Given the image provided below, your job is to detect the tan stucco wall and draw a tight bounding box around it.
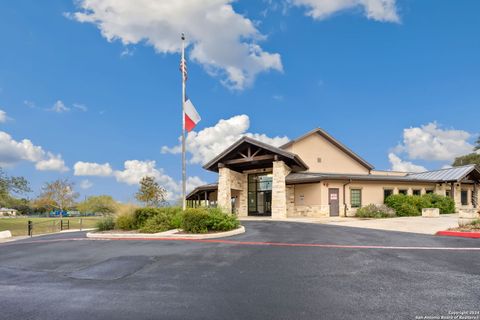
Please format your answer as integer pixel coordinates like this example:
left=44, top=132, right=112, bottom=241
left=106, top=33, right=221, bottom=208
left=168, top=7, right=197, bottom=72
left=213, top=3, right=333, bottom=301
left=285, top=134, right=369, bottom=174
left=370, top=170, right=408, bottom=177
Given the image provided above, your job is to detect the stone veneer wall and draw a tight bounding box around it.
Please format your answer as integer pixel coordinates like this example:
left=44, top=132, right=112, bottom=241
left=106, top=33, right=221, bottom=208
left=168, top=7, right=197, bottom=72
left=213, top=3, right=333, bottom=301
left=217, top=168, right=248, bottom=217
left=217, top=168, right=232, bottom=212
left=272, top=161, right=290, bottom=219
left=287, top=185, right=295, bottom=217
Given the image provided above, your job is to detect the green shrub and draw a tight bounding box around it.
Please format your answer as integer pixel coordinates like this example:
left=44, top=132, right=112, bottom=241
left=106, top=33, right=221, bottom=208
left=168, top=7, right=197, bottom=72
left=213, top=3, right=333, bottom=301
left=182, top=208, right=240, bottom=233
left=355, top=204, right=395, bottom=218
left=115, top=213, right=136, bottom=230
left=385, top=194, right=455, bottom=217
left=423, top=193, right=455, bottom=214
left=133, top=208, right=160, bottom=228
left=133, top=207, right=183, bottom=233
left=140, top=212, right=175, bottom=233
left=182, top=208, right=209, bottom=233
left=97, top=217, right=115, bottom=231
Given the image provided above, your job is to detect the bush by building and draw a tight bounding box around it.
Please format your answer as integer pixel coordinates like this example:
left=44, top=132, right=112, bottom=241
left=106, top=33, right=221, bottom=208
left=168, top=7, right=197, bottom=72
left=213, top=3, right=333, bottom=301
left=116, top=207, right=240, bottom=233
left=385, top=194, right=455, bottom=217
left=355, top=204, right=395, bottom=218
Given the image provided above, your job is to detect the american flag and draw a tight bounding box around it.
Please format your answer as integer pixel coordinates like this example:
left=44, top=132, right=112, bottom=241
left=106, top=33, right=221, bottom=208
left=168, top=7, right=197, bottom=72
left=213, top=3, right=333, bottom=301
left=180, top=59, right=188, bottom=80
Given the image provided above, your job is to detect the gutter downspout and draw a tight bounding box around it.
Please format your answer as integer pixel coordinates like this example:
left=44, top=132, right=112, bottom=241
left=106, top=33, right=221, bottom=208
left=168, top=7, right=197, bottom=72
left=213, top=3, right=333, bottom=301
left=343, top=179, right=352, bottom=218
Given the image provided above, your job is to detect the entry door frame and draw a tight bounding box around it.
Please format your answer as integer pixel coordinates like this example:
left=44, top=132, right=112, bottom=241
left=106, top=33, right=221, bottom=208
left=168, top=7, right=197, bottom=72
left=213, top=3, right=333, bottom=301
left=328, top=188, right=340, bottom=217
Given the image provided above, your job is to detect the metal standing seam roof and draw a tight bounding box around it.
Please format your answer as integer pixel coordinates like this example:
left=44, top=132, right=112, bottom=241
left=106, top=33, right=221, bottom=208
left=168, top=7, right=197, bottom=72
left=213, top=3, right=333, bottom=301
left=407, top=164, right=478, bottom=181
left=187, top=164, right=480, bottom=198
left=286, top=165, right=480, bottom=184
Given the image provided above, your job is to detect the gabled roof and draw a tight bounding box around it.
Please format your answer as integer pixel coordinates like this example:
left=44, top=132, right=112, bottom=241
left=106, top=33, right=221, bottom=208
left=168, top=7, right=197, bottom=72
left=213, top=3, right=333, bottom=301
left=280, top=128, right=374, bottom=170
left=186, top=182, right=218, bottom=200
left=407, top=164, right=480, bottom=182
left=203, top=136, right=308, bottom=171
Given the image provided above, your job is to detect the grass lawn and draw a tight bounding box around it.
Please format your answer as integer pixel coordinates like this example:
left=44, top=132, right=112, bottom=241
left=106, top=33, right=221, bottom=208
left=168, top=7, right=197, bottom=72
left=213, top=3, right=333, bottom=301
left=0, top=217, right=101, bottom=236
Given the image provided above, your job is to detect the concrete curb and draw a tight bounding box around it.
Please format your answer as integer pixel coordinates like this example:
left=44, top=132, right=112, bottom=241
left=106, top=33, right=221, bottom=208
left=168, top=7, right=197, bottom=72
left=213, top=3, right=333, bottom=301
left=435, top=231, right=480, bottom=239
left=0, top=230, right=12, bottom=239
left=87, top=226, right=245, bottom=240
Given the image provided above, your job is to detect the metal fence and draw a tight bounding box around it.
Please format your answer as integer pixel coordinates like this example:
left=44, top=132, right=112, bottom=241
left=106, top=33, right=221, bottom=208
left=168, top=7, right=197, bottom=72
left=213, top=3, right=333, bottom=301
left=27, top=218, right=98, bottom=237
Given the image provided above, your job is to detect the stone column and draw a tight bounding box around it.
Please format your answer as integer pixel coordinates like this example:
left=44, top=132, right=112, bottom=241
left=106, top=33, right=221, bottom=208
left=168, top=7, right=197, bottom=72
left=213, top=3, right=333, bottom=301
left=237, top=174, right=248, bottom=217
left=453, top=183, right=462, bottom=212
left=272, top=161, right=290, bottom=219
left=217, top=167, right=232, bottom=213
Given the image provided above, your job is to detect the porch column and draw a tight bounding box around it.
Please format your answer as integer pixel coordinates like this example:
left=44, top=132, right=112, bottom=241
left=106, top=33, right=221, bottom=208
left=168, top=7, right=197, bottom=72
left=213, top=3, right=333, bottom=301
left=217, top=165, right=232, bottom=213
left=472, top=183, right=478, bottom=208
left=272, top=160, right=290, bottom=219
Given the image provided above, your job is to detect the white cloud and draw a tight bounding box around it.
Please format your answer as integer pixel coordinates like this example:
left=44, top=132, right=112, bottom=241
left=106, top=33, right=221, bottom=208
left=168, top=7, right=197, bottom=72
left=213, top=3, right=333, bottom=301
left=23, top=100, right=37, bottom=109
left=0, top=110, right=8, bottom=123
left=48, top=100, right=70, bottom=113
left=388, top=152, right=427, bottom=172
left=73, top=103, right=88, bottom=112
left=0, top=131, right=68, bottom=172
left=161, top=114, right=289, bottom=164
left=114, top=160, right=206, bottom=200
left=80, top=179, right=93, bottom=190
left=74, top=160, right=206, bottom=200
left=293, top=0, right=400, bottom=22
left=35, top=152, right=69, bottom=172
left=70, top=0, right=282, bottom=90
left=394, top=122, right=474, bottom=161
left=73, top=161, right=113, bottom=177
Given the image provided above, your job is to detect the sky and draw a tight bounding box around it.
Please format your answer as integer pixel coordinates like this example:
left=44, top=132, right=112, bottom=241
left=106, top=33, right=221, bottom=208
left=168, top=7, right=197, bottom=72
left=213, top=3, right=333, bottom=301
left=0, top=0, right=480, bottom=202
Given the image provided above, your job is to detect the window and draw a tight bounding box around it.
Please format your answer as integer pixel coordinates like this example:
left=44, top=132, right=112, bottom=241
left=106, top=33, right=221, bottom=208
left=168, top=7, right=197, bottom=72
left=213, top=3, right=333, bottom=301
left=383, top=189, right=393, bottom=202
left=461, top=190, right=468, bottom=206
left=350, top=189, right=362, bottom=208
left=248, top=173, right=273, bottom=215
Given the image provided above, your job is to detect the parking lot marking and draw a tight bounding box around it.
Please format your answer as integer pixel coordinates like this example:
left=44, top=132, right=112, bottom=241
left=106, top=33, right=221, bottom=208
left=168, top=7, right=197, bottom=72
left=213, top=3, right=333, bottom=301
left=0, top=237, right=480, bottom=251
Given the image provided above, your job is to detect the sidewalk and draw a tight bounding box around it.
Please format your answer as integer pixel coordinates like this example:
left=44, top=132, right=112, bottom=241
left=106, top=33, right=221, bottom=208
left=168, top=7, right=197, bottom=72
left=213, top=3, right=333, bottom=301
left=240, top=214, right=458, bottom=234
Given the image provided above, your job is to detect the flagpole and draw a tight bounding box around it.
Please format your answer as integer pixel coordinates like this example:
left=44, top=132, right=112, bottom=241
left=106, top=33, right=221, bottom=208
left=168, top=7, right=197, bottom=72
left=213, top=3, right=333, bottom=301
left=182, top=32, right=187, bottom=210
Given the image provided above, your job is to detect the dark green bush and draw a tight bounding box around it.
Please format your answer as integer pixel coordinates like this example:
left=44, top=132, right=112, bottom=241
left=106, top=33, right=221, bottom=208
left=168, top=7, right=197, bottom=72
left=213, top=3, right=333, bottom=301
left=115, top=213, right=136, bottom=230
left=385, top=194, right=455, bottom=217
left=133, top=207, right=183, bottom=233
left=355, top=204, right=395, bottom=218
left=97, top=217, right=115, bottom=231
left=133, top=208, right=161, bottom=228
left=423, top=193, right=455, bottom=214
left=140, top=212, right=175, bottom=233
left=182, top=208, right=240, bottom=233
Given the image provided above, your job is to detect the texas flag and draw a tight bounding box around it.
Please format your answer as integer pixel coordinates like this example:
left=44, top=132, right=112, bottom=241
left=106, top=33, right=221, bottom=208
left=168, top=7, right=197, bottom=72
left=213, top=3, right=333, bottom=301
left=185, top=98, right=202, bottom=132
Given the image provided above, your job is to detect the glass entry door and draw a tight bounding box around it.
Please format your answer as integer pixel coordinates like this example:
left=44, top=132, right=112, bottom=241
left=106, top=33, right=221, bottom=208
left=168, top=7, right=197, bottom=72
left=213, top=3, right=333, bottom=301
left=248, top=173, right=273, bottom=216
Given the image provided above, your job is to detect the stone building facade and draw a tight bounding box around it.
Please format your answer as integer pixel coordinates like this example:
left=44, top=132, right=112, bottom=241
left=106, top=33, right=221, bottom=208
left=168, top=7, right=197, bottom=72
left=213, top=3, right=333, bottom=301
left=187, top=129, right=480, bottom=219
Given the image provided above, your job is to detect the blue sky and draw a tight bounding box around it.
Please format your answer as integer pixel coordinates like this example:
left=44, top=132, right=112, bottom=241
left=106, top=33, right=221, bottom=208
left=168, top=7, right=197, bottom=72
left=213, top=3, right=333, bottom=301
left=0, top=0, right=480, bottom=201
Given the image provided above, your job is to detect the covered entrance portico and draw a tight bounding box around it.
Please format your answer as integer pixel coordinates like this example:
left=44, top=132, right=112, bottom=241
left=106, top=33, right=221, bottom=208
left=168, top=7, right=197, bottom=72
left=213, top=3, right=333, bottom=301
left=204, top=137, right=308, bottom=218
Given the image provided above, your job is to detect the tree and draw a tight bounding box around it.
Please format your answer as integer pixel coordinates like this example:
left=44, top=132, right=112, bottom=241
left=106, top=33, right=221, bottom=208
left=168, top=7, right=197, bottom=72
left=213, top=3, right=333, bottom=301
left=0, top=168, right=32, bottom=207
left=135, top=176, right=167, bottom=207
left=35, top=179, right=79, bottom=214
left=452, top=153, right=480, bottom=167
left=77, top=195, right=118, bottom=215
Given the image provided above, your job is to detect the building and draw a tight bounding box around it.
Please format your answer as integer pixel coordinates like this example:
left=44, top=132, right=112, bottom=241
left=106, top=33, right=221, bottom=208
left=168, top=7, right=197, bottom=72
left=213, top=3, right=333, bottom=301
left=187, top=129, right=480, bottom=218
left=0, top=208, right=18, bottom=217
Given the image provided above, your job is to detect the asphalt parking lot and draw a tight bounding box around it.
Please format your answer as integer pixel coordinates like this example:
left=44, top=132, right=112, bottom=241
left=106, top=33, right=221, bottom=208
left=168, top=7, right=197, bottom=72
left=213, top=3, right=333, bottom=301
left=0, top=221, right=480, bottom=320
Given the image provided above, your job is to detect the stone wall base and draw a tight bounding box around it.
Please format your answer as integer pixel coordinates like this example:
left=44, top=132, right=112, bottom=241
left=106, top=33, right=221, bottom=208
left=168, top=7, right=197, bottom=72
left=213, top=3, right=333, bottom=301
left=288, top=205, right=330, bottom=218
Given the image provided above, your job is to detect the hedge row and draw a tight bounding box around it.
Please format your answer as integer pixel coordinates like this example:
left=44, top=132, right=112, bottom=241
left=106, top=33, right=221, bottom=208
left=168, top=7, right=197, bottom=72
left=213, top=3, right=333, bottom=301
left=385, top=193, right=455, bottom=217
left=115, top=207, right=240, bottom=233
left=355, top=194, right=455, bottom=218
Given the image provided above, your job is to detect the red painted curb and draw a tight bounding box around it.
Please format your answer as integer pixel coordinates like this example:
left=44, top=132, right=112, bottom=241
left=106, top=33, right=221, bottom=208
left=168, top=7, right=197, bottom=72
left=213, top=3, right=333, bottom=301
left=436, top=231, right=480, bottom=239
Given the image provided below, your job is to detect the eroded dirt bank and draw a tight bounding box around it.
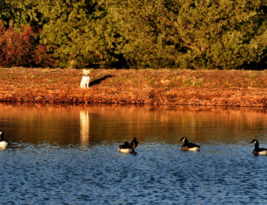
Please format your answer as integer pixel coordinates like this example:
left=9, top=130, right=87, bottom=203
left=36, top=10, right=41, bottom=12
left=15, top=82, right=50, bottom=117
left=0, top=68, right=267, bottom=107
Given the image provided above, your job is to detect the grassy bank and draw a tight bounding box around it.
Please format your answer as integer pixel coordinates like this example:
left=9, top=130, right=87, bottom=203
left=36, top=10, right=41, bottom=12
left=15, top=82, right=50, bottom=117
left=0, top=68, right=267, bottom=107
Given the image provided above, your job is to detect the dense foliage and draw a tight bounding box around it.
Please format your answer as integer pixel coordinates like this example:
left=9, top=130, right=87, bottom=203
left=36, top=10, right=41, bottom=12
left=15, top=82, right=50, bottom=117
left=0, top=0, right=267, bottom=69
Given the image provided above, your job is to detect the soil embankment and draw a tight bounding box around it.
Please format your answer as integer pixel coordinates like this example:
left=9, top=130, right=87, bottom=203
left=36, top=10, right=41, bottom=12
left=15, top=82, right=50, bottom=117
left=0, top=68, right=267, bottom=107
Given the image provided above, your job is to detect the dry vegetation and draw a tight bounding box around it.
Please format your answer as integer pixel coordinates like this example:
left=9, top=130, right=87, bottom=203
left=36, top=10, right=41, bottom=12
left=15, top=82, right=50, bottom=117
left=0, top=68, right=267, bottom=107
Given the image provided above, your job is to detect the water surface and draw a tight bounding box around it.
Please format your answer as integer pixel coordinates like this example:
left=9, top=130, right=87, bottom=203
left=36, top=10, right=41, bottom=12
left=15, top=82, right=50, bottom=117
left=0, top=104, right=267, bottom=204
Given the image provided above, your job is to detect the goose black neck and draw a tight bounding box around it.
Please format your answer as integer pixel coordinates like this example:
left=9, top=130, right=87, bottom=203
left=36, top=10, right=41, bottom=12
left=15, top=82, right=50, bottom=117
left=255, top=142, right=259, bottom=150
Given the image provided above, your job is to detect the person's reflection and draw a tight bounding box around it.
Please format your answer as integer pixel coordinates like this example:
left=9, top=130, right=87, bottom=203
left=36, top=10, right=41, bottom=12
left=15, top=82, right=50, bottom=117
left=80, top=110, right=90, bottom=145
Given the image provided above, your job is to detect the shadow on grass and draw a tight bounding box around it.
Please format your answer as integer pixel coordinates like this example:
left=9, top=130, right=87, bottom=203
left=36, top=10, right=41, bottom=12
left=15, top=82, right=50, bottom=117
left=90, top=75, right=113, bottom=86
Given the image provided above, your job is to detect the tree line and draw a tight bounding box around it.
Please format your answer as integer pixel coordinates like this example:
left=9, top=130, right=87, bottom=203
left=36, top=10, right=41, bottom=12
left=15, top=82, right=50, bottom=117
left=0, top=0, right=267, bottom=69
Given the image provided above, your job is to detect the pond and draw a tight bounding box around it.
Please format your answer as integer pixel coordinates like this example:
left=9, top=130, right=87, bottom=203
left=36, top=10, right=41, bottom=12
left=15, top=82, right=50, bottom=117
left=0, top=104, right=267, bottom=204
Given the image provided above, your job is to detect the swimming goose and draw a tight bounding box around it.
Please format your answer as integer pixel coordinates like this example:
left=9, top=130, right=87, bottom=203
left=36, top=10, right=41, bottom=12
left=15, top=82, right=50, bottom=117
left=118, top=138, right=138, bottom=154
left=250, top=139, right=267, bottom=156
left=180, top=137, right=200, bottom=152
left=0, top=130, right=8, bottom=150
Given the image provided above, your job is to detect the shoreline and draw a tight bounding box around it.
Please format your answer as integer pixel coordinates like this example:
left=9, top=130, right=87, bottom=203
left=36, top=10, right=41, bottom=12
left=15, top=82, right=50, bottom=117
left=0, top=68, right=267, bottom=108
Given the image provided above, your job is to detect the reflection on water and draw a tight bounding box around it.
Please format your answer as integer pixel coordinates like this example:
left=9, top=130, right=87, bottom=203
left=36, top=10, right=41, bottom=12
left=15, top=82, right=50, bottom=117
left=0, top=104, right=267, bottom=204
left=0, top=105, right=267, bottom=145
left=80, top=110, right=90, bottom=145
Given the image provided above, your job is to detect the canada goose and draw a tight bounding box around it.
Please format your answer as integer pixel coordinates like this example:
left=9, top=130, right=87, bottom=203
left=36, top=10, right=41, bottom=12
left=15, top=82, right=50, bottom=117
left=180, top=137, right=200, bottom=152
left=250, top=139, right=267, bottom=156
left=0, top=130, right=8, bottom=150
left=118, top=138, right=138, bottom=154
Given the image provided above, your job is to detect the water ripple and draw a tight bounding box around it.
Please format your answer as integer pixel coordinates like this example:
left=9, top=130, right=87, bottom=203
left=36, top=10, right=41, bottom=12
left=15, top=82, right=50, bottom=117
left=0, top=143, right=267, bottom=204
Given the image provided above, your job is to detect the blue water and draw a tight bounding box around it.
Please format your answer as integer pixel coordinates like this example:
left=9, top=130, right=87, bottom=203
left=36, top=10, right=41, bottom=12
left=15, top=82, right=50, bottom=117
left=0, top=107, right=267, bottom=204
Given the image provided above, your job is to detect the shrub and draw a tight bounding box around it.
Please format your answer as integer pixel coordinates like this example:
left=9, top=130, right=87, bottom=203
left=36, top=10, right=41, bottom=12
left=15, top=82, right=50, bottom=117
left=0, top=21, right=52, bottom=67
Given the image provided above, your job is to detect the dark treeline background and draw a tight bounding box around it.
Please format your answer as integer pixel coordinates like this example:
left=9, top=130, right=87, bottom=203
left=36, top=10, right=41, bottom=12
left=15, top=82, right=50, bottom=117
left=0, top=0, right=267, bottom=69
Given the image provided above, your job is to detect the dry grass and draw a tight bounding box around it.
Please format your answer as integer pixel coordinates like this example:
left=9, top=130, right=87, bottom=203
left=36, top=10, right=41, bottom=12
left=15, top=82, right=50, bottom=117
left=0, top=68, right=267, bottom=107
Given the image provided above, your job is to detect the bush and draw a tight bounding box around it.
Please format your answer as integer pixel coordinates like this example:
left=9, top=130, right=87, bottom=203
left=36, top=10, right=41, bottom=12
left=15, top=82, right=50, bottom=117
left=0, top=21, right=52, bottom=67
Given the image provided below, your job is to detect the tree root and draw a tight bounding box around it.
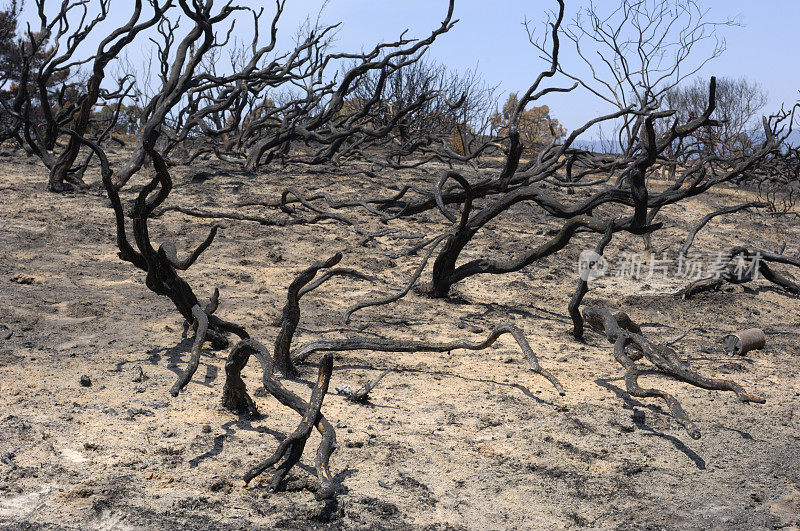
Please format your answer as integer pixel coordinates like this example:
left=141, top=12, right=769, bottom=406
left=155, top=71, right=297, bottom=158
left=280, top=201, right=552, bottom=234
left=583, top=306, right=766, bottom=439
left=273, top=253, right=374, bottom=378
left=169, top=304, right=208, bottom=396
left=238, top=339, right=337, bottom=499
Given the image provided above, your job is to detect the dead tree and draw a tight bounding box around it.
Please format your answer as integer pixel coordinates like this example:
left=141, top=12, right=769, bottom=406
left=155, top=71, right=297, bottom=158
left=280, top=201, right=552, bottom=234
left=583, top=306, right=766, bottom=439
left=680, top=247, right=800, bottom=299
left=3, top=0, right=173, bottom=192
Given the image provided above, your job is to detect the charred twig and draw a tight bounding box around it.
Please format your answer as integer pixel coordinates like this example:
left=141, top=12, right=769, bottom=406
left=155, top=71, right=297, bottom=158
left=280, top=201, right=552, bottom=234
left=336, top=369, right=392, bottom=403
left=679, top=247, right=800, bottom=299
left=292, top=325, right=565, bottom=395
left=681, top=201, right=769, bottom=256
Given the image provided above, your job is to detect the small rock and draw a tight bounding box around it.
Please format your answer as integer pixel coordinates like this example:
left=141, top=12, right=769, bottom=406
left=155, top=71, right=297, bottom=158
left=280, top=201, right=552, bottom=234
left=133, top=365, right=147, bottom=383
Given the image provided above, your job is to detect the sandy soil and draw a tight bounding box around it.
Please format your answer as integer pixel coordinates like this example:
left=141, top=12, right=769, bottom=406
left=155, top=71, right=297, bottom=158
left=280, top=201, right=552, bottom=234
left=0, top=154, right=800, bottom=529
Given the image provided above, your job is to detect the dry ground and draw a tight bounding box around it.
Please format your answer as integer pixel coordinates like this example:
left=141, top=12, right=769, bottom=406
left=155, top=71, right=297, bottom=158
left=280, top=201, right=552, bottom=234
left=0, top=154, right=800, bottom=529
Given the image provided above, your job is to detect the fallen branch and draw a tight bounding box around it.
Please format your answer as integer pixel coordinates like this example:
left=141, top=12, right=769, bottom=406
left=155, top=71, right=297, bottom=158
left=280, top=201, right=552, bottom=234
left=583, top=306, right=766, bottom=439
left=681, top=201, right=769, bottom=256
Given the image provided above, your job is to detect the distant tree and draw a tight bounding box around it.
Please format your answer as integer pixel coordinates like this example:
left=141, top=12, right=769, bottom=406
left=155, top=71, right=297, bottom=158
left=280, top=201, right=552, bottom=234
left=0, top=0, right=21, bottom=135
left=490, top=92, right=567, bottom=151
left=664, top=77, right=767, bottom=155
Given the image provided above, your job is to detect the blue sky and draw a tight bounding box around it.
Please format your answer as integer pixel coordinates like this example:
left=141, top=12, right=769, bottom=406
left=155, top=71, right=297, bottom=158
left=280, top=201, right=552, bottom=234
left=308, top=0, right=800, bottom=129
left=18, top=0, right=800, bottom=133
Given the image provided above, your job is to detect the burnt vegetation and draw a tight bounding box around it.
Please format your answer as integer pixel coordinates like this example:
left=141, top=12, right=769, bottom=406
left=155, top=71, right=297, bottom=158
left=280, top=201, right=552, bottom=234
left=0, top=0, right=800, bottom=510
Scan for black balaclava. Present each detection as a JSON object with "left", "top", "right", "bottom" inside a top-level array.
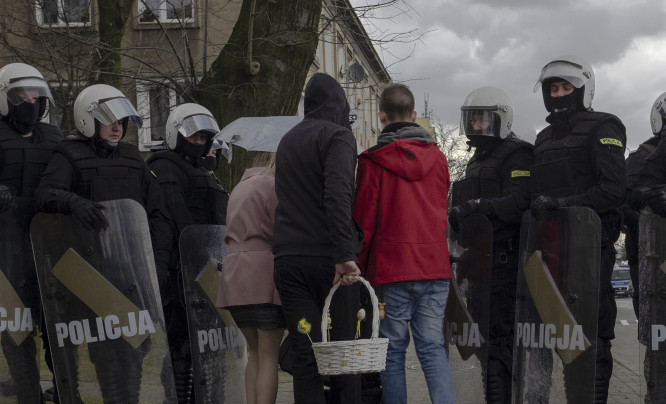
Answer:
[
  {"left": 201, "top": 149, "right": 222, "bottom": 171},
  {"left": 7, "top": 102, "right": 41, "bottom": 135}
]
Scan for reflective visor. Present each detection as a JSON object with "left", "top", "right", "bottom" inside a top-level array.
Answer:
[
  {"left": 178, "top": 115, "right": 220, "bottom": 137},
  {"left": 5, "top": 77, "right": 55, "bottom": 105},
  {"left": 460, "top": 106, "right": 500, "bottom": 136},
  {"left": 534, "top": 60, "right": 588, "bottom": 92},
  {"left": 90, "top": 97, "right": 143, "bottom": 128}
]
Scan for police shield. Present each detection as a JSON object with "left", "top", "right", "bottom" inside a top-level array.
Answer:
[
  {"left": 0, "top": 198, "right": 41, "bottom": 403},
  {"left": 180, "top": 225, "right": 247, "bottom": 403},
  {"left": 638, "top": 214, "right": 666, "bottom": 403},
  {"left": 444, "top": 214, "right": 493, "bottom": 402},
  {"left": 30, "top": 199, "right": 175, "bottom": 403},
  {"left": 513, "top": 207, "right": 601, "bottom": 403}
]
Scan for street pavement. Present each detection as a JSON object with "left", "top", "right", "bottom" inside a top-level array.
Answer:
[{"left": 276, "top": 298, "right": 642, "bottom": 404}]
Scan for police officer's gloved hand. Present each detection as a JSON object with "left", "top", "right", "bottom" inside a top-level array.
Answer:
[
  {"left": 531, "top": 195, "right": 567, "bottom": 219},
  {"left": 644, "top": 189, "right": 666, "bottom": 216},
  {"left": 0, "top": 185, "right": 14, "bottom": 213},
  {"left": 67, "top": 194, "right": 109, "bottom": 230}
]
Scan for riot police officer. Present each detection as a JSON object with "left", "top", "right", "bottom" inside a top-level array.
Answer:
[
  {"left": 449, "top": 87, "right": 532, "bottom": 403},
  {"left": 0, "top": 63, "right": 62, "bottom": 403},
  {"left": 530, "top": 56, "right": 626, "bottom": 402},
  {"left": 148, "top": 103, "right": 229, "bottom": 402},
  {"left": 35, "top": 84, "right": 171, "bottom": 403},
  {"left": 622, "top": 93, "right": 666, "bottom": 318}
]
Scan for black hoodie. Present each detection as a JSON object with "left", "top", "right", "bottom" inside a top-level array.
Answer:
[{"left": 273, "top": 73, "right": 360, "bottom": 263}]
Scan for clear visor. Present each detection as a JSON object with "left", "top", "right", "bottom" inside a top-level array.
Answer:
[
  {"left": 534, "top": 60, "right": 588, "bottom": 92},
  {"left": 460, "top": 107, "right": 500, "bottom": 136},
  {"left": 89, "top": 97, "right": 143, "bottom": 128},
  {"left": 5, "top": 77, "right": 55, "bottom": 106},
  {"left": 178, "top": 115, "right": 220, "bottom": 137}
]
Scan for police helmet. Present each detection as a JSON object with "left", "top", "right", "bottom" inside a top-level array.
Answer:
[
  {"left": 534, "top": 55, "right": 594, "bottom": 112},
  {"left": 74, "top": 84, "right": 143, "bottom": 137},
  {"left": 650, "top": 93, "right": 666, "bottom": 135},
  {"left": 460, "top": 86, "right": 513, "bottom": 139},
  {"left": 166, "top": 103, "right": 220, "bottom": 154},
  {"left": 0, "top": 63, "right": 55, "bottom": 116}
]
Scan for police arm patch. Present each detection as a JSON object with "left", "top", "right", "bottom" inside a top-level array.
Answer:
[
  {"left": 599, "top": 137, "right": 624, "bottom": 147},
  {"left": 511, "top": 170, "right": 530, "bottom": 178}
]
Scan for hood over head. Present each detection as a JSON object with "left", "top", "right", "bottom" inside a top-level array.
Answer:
────────────────
WHAT THE EXERCISE ASKS:
Please turn the stretch of the data above from the line containing "detect the hedge" through the line containing "left=385, top=193, right=455, bottom=217", both lines included, into a JSON list of strings with one string per line and no blank lines.

RESPONSE TO THIS TASK:
[
  "Given the image provided above, your job is to detect the hedge row and draw a tight bounding box around it.",
  "Please format your answer as integer pixel coordinates like this example:",
  "left=44, top=132, right=112, bottom=241",
  "left=106, top=33, right=221, bottom=208",
  "left=168, top=7, right=197, bottom=72",
  "left=213, top=3, right=333, bottom=301",
  "left=385, top=193, right=455, bottom=217"
]